## What this task involves
Please copy out all of the material below, keeping every line exactly as it appears but leaving out the pictures.
▽
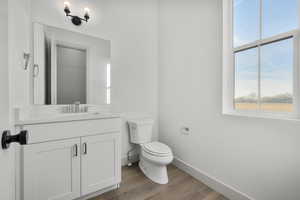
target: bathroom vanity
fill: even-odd
[[[20,149],[23,200],[86,199],[121,182],[121,120],[100,113],[16,121],[28,131]]]
[[[33,23],[32,104],[16,109],[20,200],[88,199],[121,182],[121,119],[110,108],[110,41]],[[106,109],[107,108],[107,109]]]

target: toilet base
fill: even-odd
[[[169,182],[166,165],[157,165],[141,157],[139,167],[145,176],[153,182],[158,184],[167,184]]]

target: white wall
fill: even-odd
[[[254,199],[300,199],[300,122],[221,114],[222,1],[161,0],[159,19],[160,139]]]
[[[65,17],[63,1],[32,0],[32,19],[50,26],[111,40],[112,110],[125,117],[157,119],[157,0],[70,0],[71,11],[91,10],[88,24],[75,27]],[[130,148],[123,124],[123,156]],[[157,135],[157,125],[155,128]]]
[[[29,104],[29,68],[24,70],[23,53],[30,53],[30,14],[30,0],[8,1],[10,98],[12,107]]]

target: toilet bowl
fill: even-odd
△
## Correct output
target: bathroom vanity
fill: even-odd
[[[20,149],[23,200],[86,199],[121,182],[121,120],[100,113],[16,121],[28,131]]]
[[[33,23],[32,104],[16,109],[20,200],[88,199],[121,182],[121,119],[110,108],[110,41]],[[106,109],[107,108],[107,109]]]

target: toilet base
fill: even-odd
[[[169,182],[166,165],[157,165],[141,157],[139,167],[145,176],[153,182],[158,184],[167,184]]]

target: white wall
fill: even-odd
[[[254,199],[300,199],[300,122],[221,114],[222,1],[161,0],[159,19],[160,139]]]
[[[65,17],[63,1],[32,0],[32,19],[50,26],[111,40],[112,110],[125,117],[157,119],[157,0],[70,0],[71,11],[91,10],[88,24],[75,27]],[[130,148],[123,124],[123,156]],[[157,135],[157,125],[155,128]]]
[[[29,104],[29,68],[24,70],[23,53],[30,53],[30,14],[30,0],[8,1],[10,98],[12,107]]]

target: toilet bowl
fill: even-odd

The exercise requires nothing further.